Records excerpted from a collection
☆ ☆ ☆ ☆

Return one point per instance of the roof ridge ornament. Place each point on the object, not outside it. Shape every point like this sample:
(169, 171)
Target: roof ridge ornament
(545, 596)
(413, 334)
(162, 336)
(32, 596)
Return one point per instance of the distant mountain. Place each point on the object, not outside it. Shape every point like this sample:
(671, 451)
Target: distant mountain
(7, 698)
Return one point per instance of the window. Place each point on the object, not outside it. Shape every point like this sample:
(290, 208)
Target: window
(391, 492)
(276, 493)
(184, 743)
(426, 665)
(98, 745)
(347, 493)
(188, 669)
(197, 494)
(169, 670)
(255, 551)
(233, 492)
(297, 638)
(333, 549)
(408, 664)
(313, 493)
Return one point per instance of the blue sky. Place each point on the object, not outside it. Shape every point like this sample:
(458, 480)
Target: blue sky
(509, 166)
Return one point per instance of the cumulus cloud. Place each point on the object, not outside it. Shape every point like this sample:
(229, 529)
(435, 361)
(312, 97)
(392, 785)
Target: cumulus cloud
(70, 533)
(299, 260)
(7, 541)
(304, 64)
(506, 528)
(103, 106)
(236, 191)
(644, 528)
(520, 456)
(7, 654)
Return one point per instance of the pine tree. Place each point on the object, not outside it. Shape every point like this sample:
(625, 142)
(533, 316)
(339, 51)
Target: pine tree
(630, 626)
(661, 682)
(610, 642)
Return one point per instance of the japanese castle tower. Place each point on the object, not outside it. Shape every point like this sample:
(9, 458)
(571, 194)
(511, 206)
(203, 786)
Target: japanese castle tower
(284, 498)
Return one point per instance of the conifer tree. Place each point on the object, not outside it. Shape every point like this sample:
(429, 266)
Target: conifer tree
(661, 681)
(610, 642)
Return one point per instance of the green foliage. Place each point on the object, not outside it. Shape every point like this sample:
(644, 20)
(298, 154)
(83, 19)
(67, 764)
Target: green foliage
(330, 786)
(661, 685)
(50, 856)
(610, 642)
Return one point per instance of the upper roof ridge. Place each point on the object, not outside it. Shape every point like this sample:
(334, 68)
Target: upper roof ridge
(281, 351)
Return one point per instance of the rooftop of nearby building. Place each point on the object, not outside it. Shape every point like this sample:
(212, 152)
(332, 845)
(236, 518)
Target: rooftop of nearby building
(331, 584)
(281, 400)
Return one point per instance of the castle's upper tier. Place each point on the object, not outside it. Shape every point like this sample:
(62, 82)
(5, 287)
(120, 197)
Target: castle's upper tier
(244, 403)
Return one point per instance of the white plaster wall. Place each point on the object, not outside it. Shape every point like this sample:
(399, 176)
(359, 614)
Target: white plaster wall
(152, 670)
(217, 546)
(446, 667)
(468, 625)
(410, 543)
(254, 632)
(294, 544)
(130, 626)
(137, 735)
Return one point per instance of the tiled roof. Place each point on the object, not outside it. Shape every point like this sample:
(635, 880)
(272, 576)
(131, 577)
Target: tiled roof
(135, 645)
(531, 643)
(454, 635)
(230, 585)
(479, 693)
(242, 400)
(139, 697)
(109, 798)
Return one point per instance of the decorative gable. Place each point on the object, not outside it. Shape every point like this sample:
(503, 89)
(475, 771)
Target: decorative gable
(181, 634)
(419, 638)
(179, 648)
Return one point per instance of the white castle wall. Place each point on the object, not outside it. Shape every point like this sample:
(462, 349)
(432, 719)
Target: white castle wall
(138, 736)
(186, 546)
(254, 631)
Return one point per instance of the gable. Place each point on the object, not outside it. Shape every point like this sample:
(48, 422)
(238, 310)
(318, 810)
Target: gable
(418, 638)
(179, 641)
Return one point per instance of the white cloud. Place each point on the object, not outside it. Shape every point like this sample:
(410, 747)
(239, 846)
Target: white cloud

☆ ☆ ☆ ☆

Word for word, transcribe the data shown above.

Return one point per instance of the roof ridge ornament. Place each point on the object, not outside it. Shape every point like this sample:
(169, 171)
Target: roof ridge ornament
(545, 596)
(413, 334)
(162, 336)
(32, 596)
Return one point per instance of the distant mountain. Place each point on the object, not outside it. Shape every point like this sample:
(671, 451)
Target: distant mountain
(7, 698)
Return one point per instance of the window. Place each point on the object, not outside it. Shape every point like this sample:
(290, 208)
Target: window
(391, 492)
(276, 493)
(184, 743)
(426, 665)
(98, 745)
(347, 493)
(188, 669)
(197, 494)
(169, 670)
(255, 551)
(233, 492)
(297, 638)
(333, 549)
(408, 664)
(313, 493)
Return one point per instance of the blue sky. Place each point on the object, not outside it. Shape every point like this sample:
(458, 480)
Target: blue sky
(509, 166)
Return one point per instance of the cumulus cloud. Place each point on the object, not outside it. Shape every point like this sample:
(229, 529)
(435, 361)
(312, 97)
(392, 785)
Target: cumulus cloud
(70, 533)
(299, 260)
(7, 541)
(304, 64)
(506, 528)
(103, 106)
(236, 191)
(644, 528)
(520, 456)
(7, 654)
Return one point per instance of the pine tree. Place each point on the object, not outside it. Shape every point like this sample:
(625, 142)
(533, 316)
(339, 51)
Target: pine tree
(630, 626)
(661, 682)
(610, 642)
Return one point per instance of the japanese castle tower. Place each point on the object, not outside it. Shape every point like this sample:
(9, 458)
(571, 194)
(511, 206)
(203, 786)
Target: japanese castle tower
(284, 498)
Return one point per instance of the conifer tree. Place each point on the object, not outside it. Shape every point like this sample:
(429, 266)
Target: conifer tree
(661, 681)
(610, 642)
Return one point per instance of the green foliage. Place each point on the object, not outside it. Shape every point like this sample:
(644, 20)
(298, 154)
(83, 19)
(67, 764)
Target: green foliage
(330, 786)
(661, 685)
(50, 856)
(610, 642)
Return one point per instance of the upper roof ridge. Place each point on the object, not outside it. Shape every point like this sample:
(334, 68)
Target: upper roof ridge
(281, 351)
Return one point per instance of the rooftop of nearby building. Place each point on the object, not outside it. Shape every point like this sample:
(212, 152)
(332, 845)
(236, 518)
Target: rooftop of nearby building
(331, 584)
(281, 400)
Return one point per instance of the castle's upper tier. Place each point on the object, not outside it. Shape every point like this sample:
(62, 82)
(5, 287)
(120, 197)
Target: castle's upper tier
(244, 403)
Return one point per instance of the white plaster wall. Place each point on the object, not outside it. Shape every point like this sample:
(399, 176)
(359, 614)
Target: white plaster wall
(152, 670)
(217, 546)
(446, 667)
(468, 625)
(410, 543)
(254, 632)
(294, 544)
(130, 626)
(137, 735)
Return one point per instance of the tiled roof. Place each point on the object, not outside it. Shape every point like this sample:
(635, 880)
(272, 576)
(131, 577)
Target: tiled roof
(135, 645)
(531, 643)
(454, 635)
(230, 585)
(479, 693)
(242, 400)
(139, 697)
(109, 798)
Return one point per instance of the decorative gable. Place each point on the object, not outside it. Shape every point like this sample:
(503, 89)
(475, 771)
Target: decorative gable
(181, 634)
(419, 638)
(179, 648)
Return one point per instance of the white castle wall. Place each point on the object, not outside it. Shape every point like this sample:
(462, 349)
(432, 719)
Target: white castle wall
(138, 736)
(186, 546)
(254, 631)
Return one point per instance of the gable. Place each point on the object, not outside it. Shape every point like this sample:
(48, 422)
(238, 310)
(318, 810)
Target: gable
(418, 638)
(179, 641)
Return one point per instance of the white cloud. Place each point on the object, not outside it. Shape every point like this sample:
(410, 747)
(239, 846)
Target: white cloud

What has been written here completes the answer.